Would you give the records below again, exactly and completely?
-- GIVEN ENTRIES follows --
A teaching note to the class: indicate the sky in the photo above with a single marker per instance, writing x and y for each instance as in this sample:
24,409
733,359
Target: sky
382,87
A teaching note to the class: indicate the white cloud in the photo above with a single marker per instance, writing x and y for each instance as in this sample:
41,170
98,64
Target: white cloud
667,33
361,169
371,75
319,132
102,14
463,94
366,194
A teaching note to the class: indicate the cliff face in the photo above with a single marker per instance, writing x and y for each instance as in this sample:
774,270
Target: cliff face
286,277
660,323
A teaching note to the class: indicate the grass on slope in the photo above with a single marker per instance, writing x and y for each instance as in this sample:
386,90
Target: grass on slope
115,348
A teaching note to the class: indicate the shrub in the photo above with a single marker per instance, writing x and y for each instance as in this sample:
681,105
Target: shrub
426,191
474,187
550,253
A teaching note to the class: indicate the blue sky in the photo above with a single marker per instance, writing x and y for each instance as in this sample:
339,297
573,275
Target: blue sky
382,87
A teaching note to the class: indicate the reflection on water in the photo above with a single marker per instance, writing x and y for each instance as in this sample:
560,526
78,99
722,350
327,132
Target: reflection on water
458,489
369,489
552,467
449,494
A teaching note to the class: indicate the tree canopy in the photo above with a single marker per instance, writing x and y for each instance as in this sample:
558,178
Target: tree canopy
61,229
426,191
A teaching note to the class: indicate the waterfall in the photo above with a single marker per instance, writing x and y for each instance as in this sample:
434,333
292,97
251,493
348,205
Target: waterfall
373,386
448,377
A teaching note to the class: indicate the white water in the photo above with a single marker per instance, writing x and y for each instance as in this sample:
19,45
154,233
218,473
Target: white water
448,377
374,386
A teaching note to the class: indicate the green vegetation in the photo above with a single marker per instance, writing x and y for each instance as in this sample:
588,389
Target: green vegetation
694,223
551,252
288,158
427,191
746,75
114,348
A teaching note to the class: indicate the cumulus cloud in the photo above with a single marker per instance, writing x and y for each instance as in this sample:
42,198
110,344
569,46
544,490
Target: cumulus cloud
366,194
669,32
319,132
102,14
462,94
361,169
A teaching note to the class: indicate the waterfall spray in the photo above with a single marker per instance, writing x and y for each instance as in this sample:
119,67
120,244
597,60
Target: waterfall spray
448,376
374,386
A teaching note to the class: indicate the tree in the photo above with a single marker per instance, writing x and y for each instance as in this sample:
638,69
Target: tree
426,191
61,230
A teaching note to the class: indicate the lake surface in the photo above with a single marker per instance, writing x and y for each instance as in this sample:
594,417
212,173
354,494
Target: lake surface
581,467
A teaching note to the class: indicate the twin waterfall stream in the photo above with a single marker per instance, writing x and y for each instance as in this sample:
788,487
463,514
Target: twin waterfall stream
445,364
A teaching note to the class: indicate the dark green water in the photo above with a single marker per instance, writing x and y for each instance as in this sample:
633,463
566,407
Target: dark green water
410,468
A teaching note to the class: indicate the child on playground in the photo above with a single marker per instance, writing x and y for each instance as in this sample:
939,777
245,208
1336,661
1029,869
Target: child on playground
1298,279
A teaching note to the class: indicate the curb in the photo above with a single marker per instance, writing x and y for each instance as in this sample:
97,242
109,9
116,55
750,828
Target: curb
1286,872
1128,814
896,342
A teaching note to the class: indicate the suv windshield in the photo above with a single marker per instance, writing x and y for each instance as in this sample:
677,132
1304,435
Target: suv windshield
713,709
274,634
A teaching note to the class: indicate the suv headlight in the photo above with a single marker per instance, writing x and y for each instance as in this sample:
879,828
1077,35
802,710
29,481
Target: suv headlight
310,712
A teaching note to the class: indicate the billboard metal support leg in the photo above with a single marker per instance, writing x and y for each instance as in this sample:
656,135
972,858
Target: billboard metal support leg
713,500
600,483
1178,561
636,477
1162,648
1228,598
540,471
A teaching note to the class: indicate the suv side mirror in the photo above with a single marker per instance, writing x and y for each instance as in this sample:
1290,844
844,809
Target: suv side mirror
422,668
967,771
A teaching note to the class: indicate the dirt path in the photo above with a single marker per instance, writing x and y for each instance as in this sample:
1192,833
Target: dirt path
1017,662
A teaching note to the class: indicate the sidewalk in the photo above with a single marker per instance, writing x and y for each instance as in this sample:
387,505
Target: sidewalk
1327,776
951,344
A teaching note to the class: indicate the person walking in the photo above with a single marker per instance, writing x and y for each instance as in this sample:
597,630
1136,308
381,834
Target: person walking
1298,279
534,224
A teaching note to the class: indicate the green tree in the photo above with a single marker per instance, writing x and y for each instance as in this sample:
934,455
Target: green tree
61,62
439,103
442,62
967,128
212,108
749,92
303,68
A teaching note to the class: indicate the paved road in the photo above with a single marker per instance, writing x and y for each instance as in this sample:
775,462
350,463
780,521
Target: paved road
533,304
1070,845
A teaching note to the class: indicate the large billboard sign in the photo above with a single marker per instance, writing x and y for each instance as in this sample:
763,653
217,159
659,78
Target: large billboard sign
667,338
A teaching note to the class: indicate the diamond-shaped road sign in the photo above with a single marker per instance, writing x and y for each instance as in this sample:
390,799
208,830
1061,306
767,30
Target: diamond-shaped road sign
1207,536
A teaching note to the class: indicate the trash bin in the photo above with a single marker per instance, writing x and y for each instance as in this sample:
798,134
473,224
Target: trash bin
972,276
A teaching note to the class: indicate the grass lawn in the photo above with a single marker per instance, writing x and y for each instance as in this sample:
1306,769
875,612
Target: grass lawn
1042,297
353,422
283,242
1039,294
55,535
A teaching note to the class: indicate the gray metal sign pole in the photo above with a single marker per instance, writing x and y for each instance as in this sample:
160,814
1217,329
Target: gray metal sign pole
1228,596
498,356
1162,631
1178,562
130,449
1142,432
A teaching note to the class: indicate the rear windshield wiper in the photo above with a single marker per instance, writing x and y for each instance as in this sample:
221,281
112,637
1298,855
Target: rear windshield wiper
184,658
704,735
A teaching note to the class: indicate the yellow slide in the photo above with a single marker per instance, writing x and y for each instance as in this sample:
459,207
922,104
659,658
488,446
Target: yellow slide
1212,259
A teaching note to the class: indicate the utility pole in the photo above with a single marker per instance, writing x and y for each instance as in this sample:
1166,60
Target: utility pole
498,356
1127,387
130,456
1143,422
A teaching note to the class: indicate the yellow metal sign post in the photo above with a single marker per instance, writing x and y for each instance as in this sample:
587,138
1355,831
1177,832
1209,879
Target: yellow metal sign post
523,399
-- GIVEN ENTRIES concluded --
▶ **TASK RESPONSE**
A teaching note to the class: indicate the sky in the photo above with a single marker per instance, writing x and y for each instance as in this sample:
24,409
733,359
Target: sky
382,87
A teaching note to the class: indicate the white cloud in the photo above with a single marker per instance, writing x and y for each instance as in this sample:
41,170
98,64
Target: white cloud
667,33
361,169
371,75
319,132
102,14
463,94
366,194
A teaching note to the class: indicate the cliff face in the photo above with a single marker per instance, writing x and y for each instance as in this sample:
774,270
Target: cliff face
286,277
660,323
A teaching note to the class: indicate the grass on slope in the photo above with a single marker per instance, writing x and y for each instance as in this sample:
386,90
Target: grass on slope
115,348
A teaching note to the class: indicate the shrub in the photo above with a single marker per instance, writing x and y for each instance as in this sample:
681,105
Target: shrub
426,191
474,187
550,253
A teaching note to the class: indicate the blue sky in the photo above with a single marker per instance, writing x and y for each instance as in this sample:
339,297
573,275
Target: blue sky
382,87
A teaching note to the class: indicate the reflection on water in the photo above with a single marker per instance, writing x and y for each instance as in this sample:
560,526
78,99
722,350
327,132
Target: reflection on water
458,489
369,489
552,467
449,494
A teaching note to the class: indicate the tree canopy in the photo above with a single marker per instance, writing x and y for each instance as in this sample:
558,178
Target: tree canopy
61,229
426,191
A teaching note to the class: indicate the waterfall in the photo above with a single marker per instance, writing x and y for each instance as in this sample:
434,333
292,97
251,493
348,205
Target: waterfall
373,386
448,377
A teaching note to the class: indicate the white water in the photo above with a single marker per instance, writing x and y for each instance as in this sample:
19,45
154,233
218,473
Target: white water
448,377
374,386
A teaching note to the class: indicate the green vegetation in the photo above with a single marker per instance, writing x and y for each instance as in this sample:
588,389
Target: green vegetation
694,223
551,252
288,158
427,191
746,75
114,348
A teaching note to the class: indicate the cumulus cloud in the photo above with a single marker per instance, writing x and y for each instance as in this sample:
42,198
110,344
569,46
544,490
Target: cumulus cloud
366,194
669,32
319,132
102,14
462,94
361,169
A teaching note to the class: indicate the waterfall spray in the photo above with a single marker per instance, writing x and y for each instance as in this sample:
119,67
120,244
597,60
Target: waterfall spray
448,376
374,386
A teaching note to the class: indicate the tree in the photo above with a single marker per instance, writing x and y for each instance as in this sample:
638,69
Target: tree
426,191
61,230
A teaching note to the class: indicate the lake surface in the photo above with a single marker per instance, writing x and y for each instance as in this sample:
594,417
212,173
354,494
Target: lake surface
581,467
A teaching note to the class: indicate the twin waterfall stream in the photo above with a single marker per instance, writing x and y for each instance as in this sample:
788,487
463,514
Target: twin waterfall stream
445,364
A teaching note to the class: indicate the dark green water in the photo above with a single marker per instance, writing x and y for each instance as in this sample:
633,463
566,407
Target: dark green water
410,468
A teaching note to the class: indicate the child on playground in the photo above with a single marker per instance, writing x and y for each instance as in this sample:
939,777
245,208
1336,661
1029,869
Target: child on playground
1298,279
A teaching note to the class: indicate the curb in the photo above with a single marker per instance, writing x and y for each instance as in this sample:
97,242
109,9
116,55
750,828
Target: curb
1286,872
1128,814
896,342
A teaching note to the class: indicate the suv windshield in the photo above with a single marker per instance, writing x and y for each instance as in this sample:
677,132
1304,435
Target: suv windshield
713,709
274,634
A teaching note to the class: indicate the suv headlight in the photo above with a single marker per instance, writing x and y for each instance as in this sample:
879,828
1077,35
802,710
29,481
Target: suv headlight
310,712
A teaching note to the class: indicate the billboard metal support leg in the photo above with a single marker per instance, writing x and y for each instance as in this sample:
656,135
972,858
Target: billboard metal support leg
713,500
600,483
1178,561
636,477
1162,648
1228,598
540,471
A teaching note to the class: indicate the suv side mirror in the photo above with a single marker per instance, writing x and y for each instance as in this sample:
1290,844
844,809
Target: suv side mirror
422,668
967,771
A teaching note to the class: indicate the dirt path in the photo above with a single marker per instance, writing x and y for each instance as in this sample:
1192,833
Target: dirt path
1017,662
A teaching note to the class: indicate the sidewalk in the photo above with a single marker per instance, writing x and y for each instance as in this sample:
387,505
Target: sidewalk
1327,776
951,344
A teaching note to the class: indicate the person walking in the photo above with a single marker per instance, writing x and y for each instance as in this sample:
597,630
1136,308
381,834
Target: person walking
1298,279
534,224
A teaching note to the class: indicate the green tree in the photo above with a single marker per instance, writing x and y for each instance as in this sample:
934,455
Target: green tree
61,62
439,103
442,62
967,128
212,108
749,92
303,68
A teaching note to the class: indicate the paved road in the photo above with a single marker per instance, writing x and y for each instance as in this sample:
775,462
350,463
780,521
Target: paved road
533,304
1070,845
A teaching note to the class: indicate the large billboard sign in the photo above with a single marker per instance, writing x and y for each instance as in this sample:
763,653
217,159
659,78
Target: large billboard sign
667,338
A teaching note to the class: indicate the diamond-shaped road sign in the photo above with a single marker per instance, writing x and y for each instance as in this sample:
390,799
208,830
1061,306
767,30
Target: diamond-shaped road sign
1207,536
A teaching note to the class: indicate the trash bin in the photo above with a single marker per instance, writing x and y for each instance as in this sample:
798,134
473,224
Target: trash bin
972,276
A teaching note to the class: indicate the grass lawn in the photo above with a single marker per instance, writing x and y for each instance as in this sample:
1306,769
875,612
Target: grass lawn
1042,297
353,422
283,242
1039,294
55,535
A teaching note to the class: indicate the gray metal sign pole in the photo above with a single marker per instance, writing x and y for each instance as in this sample:
160,814
1217,329
Target: gray metal sign pole
1228,596
498,356
1162,631
1178,562
130,449
1142,432
A teaching note to the class: indicate the rear windshield wiper in the photo above with a single marker per instance, writing x and y for each instance as in this sample:
221,281
112,637
1298,855
Target: rear windshield wiper
184,658
704,735
A teaching note to the class: indicate the yellow slide in the photo above with a single marker per instance, writing x and y for each instance as in this sample:
459,207
922,104
659,658
488,446
Target: yellow slide
1212,259
A teaching note to the class: indicate the utility pole in the photo above with a single marker per instance, writing x and y for each instance as in this sample:
1166,60
Target: utility pole
498,356
1127,387
130,456
1143,422
A teaching note to the class: indicate the yellow metal sign post in the photo above with a single marker per instance, writing x and y for each instance as in this sample:
587,138
1355,831
1177,832
1209,879
Target: yellow metal sign post
523,399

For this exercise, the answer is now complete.